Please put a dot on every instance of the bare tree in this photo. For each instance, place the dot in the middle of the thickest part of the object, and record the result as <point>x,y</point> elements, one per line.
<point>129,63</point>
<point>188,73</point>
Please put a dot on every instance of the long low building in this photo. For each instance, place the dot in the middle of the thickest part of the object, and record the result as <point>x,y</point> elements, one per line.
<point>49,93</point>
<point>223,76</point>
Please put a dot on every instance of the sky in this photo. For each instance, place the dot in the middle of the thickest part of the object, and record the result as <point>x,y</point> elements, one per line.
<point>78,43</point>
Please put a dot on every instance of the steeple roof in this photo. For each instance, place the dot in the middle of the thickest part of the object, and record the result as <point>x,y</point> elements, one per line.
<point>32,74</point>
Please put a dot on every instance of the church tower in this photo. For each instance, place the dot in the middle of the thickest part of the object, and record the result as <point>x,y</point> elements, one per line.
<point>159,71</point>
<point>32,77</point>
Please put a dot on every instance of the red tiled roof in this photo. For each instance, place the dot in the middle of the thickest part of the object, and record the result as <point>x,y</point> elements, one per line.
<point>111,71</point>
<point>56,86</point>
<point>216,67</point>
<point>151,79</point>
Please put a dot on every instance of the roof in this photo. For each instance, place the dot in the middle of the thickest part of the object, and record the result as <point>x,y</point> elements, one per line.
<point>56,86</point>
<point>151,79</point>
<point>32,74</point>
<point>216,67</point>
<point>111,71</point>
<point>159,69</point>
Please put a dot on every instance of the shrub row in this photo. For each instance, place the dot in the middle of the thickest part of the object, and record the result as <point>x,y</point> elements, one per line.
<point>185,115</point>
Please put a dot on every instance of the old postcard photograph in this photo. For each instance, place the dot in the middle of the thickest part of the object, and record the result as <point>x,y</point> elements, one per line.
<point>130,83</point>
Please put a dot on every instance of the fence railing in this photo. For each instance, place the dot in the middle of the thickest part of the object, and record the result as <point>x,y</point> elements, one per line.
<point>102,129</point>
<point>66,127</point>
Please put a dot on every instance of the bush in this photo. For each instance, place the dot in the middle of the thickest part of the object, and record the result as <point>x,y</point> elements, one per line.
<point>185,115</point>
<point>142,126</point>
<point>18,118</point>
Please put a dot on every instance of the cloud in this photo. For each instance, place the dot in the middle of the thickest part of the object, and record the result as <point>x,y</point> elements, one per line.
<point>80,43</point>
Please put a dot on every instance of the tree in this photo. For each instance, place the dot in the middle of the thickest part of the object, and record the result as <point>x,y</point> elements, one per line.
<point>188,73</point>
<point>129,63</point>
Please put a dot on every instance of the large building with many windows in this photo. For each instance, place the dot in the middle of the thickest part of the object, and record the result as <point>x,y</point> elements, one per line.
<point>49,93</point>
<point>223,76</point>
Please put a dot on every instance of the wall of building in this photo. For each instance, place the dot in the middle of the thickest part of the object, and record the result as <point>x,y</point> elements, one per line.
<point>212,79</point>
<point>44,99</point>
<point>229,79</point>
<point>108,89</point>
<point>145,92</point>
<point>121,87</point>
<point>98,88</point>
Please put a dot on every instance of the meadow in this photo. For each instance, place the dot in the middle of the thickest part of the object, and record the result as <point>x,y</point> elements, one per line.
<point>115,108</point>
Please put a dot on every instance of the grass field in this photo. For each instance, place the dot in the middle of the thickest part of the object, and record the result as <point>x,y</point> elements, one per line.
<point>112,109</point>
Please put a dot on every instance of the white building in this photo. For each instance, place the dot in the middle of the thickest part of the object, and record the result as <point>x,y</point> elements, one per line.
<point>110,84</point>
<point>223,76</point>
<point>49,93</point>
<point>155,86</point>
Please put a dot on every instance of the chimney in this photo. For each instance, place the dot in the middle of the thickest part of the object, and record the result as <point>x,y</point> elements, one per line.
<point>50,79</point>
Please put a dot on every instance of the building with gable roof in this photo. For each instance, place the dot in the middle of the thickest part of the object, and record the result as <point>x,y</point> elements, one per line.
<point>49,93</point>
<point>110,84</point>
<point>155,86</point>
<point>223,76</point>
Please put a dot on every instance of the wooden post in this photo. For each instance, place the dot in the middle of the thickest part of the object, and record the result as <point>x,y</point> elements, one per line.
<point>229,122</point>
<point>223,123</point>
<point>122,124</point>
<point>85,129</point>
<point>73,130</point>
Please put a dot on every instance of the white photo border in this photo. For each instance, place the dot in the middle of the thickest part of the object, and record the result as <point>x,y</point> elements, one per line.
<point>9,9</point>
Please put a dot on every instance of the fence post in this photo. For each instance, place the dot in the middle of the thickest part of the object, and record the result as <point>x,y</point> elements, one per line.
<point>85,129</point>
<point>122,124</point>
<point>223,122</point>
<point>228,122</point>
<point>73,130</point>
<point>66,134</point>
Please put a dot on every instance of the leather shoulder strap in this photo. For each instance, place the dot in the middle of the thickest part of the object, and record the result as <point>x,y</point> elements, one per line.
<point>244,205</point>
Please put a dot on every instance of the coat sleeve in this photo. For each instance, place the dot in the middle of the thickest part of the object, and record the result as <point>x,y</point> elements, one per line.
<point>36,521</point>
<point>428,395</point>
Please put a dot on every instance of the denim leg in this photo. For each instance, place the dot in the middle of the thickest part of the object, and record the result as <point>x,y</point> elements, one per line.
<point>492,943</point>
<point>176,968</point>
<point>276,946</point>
+--
**Exercise goal:**
An exact transcription of the data above is required.

**Solution for this task:**
Please put a dot on every instance of the bare tree in this photo. For each instance, place the dot in the middle of the thickest part of the object, and record the result as <point>x,y</point> elements, one per line.
<point>129,63</point>
<point>188,73</point>
Please put a dot on every instance of the long low building in this photo. For each instance, place the dot in the middle of the thickest part of the object, and record the result as <point>x,y</point> elements, one per line.
<point>49,93</point>
<point>223,76</point>
Please put a dot on every instance of the sky in this photo. For each instance, place the dot in the middle of the thickest part of the object, and record the result as <point>x,y</point> elements, one per line.
<point>78,43</point>
Please put a dot on every instance of the steeple roof in this photo. For each instance, place the dot in the middle of the thickest part of the object, and record the result as <point>x,y</point> elements, one per line.
<point>32,74</point>
Please put a dot on every instance of the church tower in this photo. For each instance, place the dot in the middle of the thickest part of the object, and record the result as <point>x,y</point> elements, one per line.
<point>159,71</point>
<point>32,77</point>
Please put a dot on every instance of the red tiled roof in this photo. For each instance, place the dot in the middle of the thickest part of the object, and record the result as <point>x,y</point> elements, one per line.
<point>111,71</point>
<point>56,86</point>
<point>216,67</point>
<point>151,79</point>
Please put a dot on every instance of the roof in this photo. For each instance, place the dot in the middle of the thickest part of the object, and record the result as <point>x,y</point> elements, one per line.
<point>56,86</point>
<point>151,79</point>
<point>32,74</point>
<point>216,67</point>
<point>111,71</point>
<point>159,69</point>
Please put a dot on every instance of the shrub row in this photo. For each instance, place the dot in the middle of the thickest part of the object, and record the result as <point>x,y</point> elements, one per line.
<point>185,115</point>
Please put a dot on every instance of the old postcard photograph in this photo. For each instance, place the dot in the middle of the thickest part of the object, and record the result as <point>x,y</point> elements, one per line.
<point>130,83</point>
Please put a dot on every instance of the fence railing in this photo. For each instance, place the dot in the middle of the thickest part of the object, and record the result as <point>x,y</point> elements, one per line.
<point>102,129</point>
<point>66,127</point>
Please put a dot on every instance of the bush in this photo. For each instance, place the dot in the middle of the thickest part of the object, and record the result as <point>x,y</point> elements, one per line.
<point>185,115</point>
<point>142,126</point>
<point>18,118</point>
Please put a dot on every instance of the cloud in this photo. For each instance, place the dot in the middle of the thickest part of the object, and record the result as <point>x,y</point> elements, one per line.
<point>80,43</point>
Please put a dot on every instance of the tree in this photo. For each instance, place the dot in the middle of the thickest part of the object, and record the result as <point>x,y</point> elements, one per line.
<point>188,73</point>
<point>129,63</point>
Please put a dot on every instance of the large building with many windows in this photo. For each instance, place the dot in the middle of the thickest part of the object, and record the result as <point>x,y</point> elements, one per line.
<point>49,93</point>
<point>223,76</point>
Please put a dot on every instance of the wall of building in this photo. For each instance, place the dot in the middle of the thickest part of the object, and record the result as <point>x,y</point> elements, one per line.
<point>212,79</point>
<point>44,99</point>
<point>229,79</point>
<point>108,89</point>
<point>145,92</point>
<point>121,87</point>
<point>98,88</point>
Please put a dot on every instance of the meadow in this photo. For each instance, place the dot in the middle of the thickest part of the object, and record the result as <point>x,y</point> elements, one per line.
<point>115,108</point>
Please put a dot on every instance of the grass field in this photo. For each instance, place the dot in the middle of the thickest part of the object, and record the result as <point>x,y</point> elements, one per line.
<point>112,109</point>
Please put a dot on every instance of the white building in this photo. For each instance, place the dot in the middle of the thickest part of the object, and record the result as <point>x,y</point> elements, one per line.
<point>110,84</point>
<point>223,76</point>
<point>49,93</point>
<point>155,86</point>
Please put a dot on every instance of the chimney in this photo. For each instance, place the dot in the middle of the thickest part of the object, and record the result as <point>x,y</point> elements, one per line.
<point>50,79</point>
Please put a dot on every instance of the building with gable roof in this photo. For each instance, place the dot in the middle of the thickest part of the object, and record the result as <point>x,y</point> elements, one per line.
<point>49,93</point>
<point>110,84</point>
<point>155,86</point>
<point>223,76</point>
Please put a dot on every instance of the wooden post in this photo. For each instance, place the dot in the middle of the thickest part of the object, and record the result as <point>x,y</point> elements, one per line.
<point>229,122</point>
<point>223,123</point>
<point>122,124</point>
<point>85,129</point>
<point>73,130</point>
Please put a dot on every instance of the white photo border in this photo. For each instance, place the dot in the middle of the thickest part of the object, and record the result as <point>x,y</point> elements, one per line.
<point>9,9</point>
Please put a dot on every instance of the fence post in this photo. For each instance, place the dot in the middle of the thickest part of the object, and record the result as <point>x,y</point> elements, one per line.
<point>85,129</point>
<point>122,124</point>
<point>223,122</point>
<point>228,122</point>
<point>73,130</point>
<point>66,134</point>
Please put a dot on every instance of the leather shoulder strap in this photo. For each instance, place the dot in the middle of the thickest part of the object, and record the result as <point>x,y</point> elements, one per line.
<point>244,205</point>
Please put a dot on every instance of the coat sleeve in this photo. For each instance, place the dot in the middle of the thickest part of the object, and record the result as <point>x,y</point> elements, one per line.
<point>36,521</point>
<point>428,395</point>
Please put a dot on every instance of the denim leg in this photo. For each instance, place the dot in the middle of the thickest part of the object, and record the result as <point>x,y</point> elements, one per line.
<point>492,943</point>
<point>176,968</point>
<point>276,946</point>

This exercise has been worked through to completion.